Ausgewählter Auszug ::
+-------+
Grünes Start-Up entwickelt Indoor-Gewächshäuser

Hannover - Der erste Blick im Büro gilt immer den zarten Pflänzchen im Hightech-Gewächshaus, das so aussieht wie ein großer Kühlschrank.

Neofarms
Salat anbauen - und das ohne den lästigen Kampf gegen Schnecken! Ein Start-up aus Hannover will Indoor-Gewächshäuser in die Haushalte bringen. (c) proplanta
Von der Saat bis zur Ernte dauere es drei bis vier Wochen, sagt Maximilian Richter. Der 27-Jährige ist Geschäftsführer des Start-ups «Neofarms» in Hannover. Mit dem Konzept namens Vertical Farming, was Anbau von Pflanzen im urbanen Raum beschreibt, wollen er und sein Geschäftspartner Henrik Jobczyk (24) durchstarten. Das Ziel ihres achtköpfigen Teams, das unter anderem aus Biotechnologen und -verfahrenstechnikern besteht, ist, Indoor-Gewächshäuser für den Hausgebrauch zu vermarkten.

Mehrere Prototypen des automatisierten Gewächsschranks mit in Neopren-Pfropfen steckenden Pflänzchen stehen schon in ihrem Hannoveraner Start-up-Büro. «Ab und zu gibt es bei uns Salat aus dem Testschrank», berichtet Richter. Geschmacklich unterscheide er sich nicht von auf dem Feld angebautem Salat. 

In Zukunft sollen Menschen zu Hause in solchen Schränken mit mehreren Ebenen Salat, Kräuter und Gemüse anbauen können. Dabei setzen die Gründer aus Hannover auf ein Verfahren, das ursprünglich für die Raumfahrt entwickelt wurde: die Aeroponik. Pflanzen wachsen dabei ganz ohne Erde. Stattdessen werden die Wurzeln regelmäßig mit einem Nebel besprüht und die Pflanzen so mit Wasser und Nährstoffen versorgt.
+-------+
(Gespeicherte Dateneinträge)
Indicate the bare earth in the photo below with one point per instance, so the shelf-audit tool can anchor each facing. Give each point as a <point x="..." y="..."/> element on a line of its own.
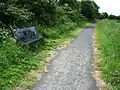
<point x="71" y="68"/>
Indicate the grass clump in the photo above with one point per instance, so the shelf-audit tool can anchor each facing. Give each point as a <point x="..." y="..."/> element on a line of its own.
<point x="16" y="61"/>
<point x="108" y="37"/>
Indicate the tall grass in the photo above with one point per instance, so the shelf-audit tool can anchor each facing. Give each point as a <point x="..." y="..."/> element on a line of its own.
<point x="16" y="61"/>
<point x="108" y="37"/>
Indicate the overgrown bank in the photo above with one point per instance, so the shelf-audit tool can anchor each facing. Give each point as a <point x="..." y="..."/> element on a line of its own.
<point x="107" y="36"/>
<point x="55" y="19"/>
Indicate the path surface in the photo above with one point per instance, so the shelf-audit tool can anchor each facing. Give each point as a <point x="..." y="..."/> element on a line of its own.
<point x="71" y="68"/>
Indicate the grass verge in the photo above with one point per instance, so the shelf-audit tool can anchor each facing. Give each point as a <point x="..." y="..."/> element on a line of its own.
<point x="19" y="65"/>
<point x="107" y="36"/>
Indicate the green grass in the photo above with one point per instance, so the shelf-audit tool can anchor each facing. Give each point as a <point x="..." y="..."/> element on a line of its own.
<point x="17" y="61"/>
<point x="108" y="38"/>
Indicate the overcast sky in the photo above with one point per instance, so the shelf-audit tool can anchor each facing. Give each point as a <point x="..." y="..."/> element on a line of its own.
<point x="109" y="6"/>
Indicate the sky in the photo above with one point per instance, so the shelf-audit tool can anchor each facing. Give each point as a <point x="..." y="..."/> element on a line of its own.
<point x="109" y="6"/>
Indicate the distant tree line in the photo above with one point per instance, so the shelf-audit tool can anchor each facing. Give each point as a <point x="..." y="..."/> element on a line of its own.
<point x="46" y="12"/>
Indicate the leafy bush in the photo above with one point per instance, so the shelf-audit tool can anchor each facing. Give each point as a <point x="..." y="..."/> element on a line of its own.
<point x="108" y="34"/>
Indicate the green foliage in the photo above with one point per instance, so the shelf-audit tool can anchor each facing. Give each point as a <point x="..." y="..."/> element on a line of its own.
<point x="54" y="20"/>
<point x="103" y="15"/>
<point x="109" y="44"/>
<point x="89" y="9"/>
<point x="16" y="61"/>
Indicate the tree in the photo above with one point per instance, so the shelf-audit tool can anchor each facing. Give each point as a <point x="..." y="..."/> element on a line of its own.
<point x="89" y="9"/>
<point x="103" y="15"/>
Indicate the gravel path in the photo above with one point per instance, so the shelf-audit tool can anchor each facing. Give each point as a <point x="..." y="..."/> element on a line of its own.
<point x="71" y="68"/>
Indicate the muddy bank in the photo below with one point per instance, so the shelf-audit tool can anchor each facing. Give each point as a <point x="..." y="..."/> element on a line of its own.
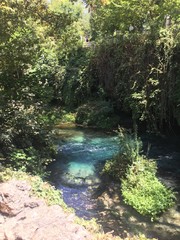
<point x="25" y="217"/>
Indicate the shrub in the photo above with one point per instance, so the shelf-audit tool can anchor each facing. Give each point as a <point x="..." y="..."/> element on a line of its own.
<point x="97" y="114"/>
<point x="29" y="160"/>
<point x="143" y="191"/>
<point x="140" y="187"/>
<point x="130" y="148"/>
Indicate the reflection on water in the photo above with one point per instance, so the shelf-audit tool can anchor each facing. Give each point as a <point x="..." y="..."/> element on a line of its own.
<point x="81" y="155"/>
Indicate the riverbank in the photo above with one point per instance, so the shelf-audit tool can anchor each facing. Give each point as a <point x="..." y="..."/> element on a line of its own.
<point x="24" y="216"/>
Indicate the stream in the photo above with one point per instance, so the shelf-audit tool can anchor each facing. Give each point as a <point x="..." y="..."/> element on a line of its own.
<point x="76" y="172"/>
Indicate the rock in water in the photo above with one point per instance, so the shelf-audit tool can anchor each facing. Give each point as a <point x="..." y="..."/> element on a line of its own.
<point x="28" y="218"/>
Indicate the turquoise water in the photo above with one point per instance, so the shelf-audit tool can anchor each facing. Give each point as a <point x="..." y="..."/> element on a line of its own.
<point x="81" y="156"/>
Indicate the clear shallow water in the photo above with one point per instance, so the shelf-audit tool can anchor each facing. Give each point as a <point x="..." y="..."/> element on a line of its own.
+-------+
Schriftliche Aufgaben ::
(1) Nenne alles, was laut dem Auszug über Indoor-Gewächshäuser künftig zu Hause in solchen Schränken angebaut werden soll.
(2) Führe den Auszug über Indoor-Gewächshäuser nach seinem letzten Satz weiter.

Antworten zur Übung ::
(1) Salat, Kräuter und Gemüse.

(2)
Dies ist nicht die einzige Idee, wie Salat und Co. ohne Erde angebaut werden können. Bei einer anderen Methode wachsen Salate hydroponisch. Dabei stehen die Pflanzen direkt in einer Wasser-Nährstoff-Lösung. Erfolg mit solchen Anbaumethoden hat das Deutsche Zentrum für Luft- und Raumfahrt (DLR) in Bremen. Dessen Gewächshaus «Eden ISS» steht in der Antarktis und versorgt die Forschungsstation Neumayer III mit frischem Gemüse.

Im Februar wurden dort die ersten Pflanzen ausgesät. In den ersten gut vier Monaten konnten 39 Kilogramm Salat, 35 Kilo Gurken, 17 Kilo Tomaten, 7 Kilo Kohlrabi und 4 Kilo Radieschen geerntet werden. «Wir haben Gemüse in Hülle und Fülle», sagte Projektleiter Daniel Schubert im Juni.

Viele junge Unternehmen wie Neofarms wollen ihre Ideen zu Geld machen. Vier bis fünf Prozent aller Start-ups in Deutschland sind im Bereich Lebensmittel tätig, wie der jährlich erstellte Monitor des Bundesverbandes Deutsche Startups für das vergangene Jahr ergab. «In den letzten fünf Jahren ist in dem Bereich viel passiert», sagt Verbandssprecher Paul Wolter. Vertical Farming sieht er dabei als Trend. «Generell spielen Ökologie und Regionalität auch bei Start-ups eine wichtige Rolle». Wolter betont: Vor allem in den Großstädten lebten viele Menschen, denen die Qualität der Lebensmittel wichtig ist und die wissen wollten, woher sie kommen.

Vertical Farming scheint dafür das ideale Angebot: Es funktioniert ohne Pestizide, weil die Pflanzen in geschlossenen Räumen wachsen. Die Gründer aus Hannover werben in diesem Sinne. Ihr Slogan: «Grow what you need. Know what you eat.» (dt. Pflanze an, was du brauchst. Wisse, was du isst).

Konkurrenz macht dem niedersächsischen Unternehmen dabei etwa ein Start-up aus Berlin. «Infarms» betreibt in der Hauptstadt gleich mehrere Indoor-Gewächshäuser. Die mit LED in rötliches Licht getauchten Schränke samt Salat oder Mini-Grünkohl stehen zudem in einer Berliner Restaurantkette, wo Caesar's Salad mit frischen Blättern aus eben solchen Gewächshäusern bestellt werden kann.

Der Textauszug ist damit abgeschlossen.